#### Texte source:
● ● ● ●

La violence augmente et la société semble la stimuler sans le savoir… Diane Drory et Vanessa Greindl vous proposent une réflexion étalée sur plusieurs semaines autour du phénomène de ce monde en manque de transmission.

Cela ne l’intéresse quand même pas !

Devenir adulte n’est pas un jeu d’enfant ! Ce travail fait au gré des liens qui, tout au long de l’enfance et de l’adolescence, se sont noués entre l’enfant et les adultes qui l’auront accompagné. Liens qui permettent de transmettre, d’expliciter d’où s’origine l’enfant.

La transmission est mise à mal !

Globalement, la société évolue vers des familles dont les valeurs essentielles de réussite sont l’épanouissement personnel et affectif et non plus la transmission. Depuis mai 68, les anciennes références sont rejetées, depuis les années 80 le temps manque pour être ensemble ! Aujourd’hui, notre société manque cruellement de transmission. Attitude pourtant utile pour enseigner à notre descendance la condition humaine.

Par ailleurs, notre culture de jeunisme ne favorise pas cette attitude de transmission pourtant essentielle ! Transmettre ça fait vieux, ringard, d’une autre époque…! A-t-on oublié, comme le soulignait Jean-Paul Sartre que « L’existence précède la naissance. » ? Que nous nous construisons au travers des représentations de l’histoire humaine, la nôtre et celle qui nous a précédée ? Que mettre un enfant au monde c’est aussi se rattacher aux générations précédentes. L’enfant devient un individu culturel par les questions qu’il pose sur les différences et … les réponses qu’il y reçoit. Si on ne pose pas les jalons de la transmission,  violence est faite à l’enfance de l’enfant !

Devenir parent, c’est entrer dans le rôle du « mandat transgénérationnel » comme dit Lebovici. C’est à dire transmettre les mythes, secrets, prénoms, valeurs familiales, etc. Transmettre c’est parler et donner les clés et les réponses nécessaires à la vie psychologique des enfants.

● ● ● ●

#### Informations fournies:

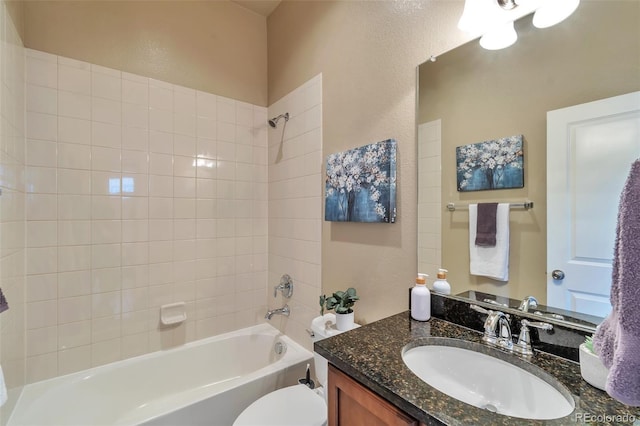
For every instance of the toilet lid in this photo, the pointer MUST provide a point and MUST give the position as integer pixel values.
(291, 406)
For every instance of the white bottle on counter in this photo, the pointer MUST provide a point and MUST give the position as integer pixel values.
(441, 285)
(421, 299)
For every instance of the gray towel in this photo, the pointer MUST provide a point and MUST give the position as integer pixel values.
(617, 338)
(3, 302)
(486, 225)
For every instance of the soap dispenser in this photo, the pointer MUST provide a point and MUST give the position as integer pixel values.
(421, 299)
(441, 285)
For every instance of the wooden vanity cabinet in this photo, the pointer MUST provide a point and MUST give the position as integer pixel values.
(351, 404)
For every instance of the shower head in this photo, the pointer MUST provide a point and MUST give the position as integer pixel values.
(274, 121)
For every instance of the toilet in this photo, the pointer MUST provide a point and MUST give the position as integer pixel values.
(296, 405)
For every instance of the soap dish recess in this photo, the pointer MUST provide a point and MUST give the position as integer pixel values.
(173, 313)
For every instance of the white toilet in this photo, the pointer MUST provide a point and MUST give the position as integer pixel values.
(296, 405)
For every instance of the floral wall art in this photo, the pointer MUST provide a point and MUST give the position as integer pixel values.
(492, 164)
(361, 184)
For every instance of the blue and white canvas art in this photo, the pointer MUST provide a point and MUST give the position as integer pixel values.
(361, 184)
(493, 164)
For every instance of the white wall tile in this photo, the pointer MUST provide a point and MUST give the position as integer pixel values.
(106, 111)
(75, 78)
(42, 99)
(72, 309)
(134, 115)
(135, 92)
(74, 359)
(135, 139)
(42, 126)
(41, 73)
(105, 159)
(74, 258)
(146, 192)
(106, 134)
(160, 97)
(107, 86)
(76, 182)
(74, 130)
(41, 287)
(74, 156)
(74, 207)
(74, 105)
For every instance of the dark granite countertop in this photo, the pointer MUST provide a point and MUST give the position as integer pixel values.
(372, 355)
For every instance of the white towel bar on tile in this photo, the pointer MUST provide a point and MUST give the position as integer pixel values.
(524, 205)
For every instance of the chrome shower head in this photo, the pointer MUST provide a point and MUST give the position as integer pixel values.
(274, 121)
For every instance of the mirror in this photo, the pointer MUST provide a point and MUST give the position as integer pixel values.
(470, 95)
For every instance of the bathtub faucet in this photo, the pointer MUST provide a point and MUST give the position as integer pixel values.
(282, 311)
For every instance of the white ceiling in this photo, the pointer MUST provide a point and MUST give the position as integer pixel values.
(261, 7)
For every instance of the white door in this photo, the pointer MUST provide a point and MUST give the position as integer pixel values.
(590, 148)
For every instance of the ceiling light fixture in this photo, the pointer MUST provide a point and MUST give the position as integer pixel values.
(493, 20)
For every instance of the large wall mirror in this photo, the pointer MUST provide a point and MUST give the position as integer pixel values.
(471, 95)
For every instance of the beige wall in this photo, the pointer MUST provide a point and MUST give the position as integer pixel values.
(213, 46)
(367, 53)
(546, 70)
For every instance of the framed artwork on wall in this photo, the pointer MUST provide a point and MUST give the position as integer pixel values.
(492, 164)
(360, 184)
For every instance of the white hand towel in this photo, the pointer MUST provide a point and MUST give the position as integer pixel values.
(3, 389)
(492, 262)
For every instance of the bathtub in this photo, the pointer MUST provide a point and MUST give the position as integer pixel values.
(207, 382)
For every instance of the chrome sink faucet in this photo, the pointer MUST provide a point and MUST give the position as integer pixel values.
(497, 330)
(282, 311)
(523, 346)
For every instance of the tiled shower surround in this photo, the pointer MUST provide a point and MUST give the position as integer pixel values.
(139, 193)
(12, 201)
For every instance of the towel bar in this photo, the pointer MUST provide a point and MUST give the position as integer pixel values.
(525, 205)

● ● ● ●

#### Consigne:
Recopiez tel quel le passage du texte source qui commence aux mots « Devenir parent, c’est » et s'arrête après « psychologique des enfants. ». Le matériel fourni n'intervient pas dans ce travail.

#### Résultat de l'exercice:
Devenir parent, c’est entrer dans le rôle du « mandat transgénérationnel » comme dit Lebovici. C’est à dire transmettre les mythes, secrets, prénoms, valeurs familiales, etc. Transmettre c’est parler et donner les clés et les réponses nécessaires à la vie psychologique des enfants.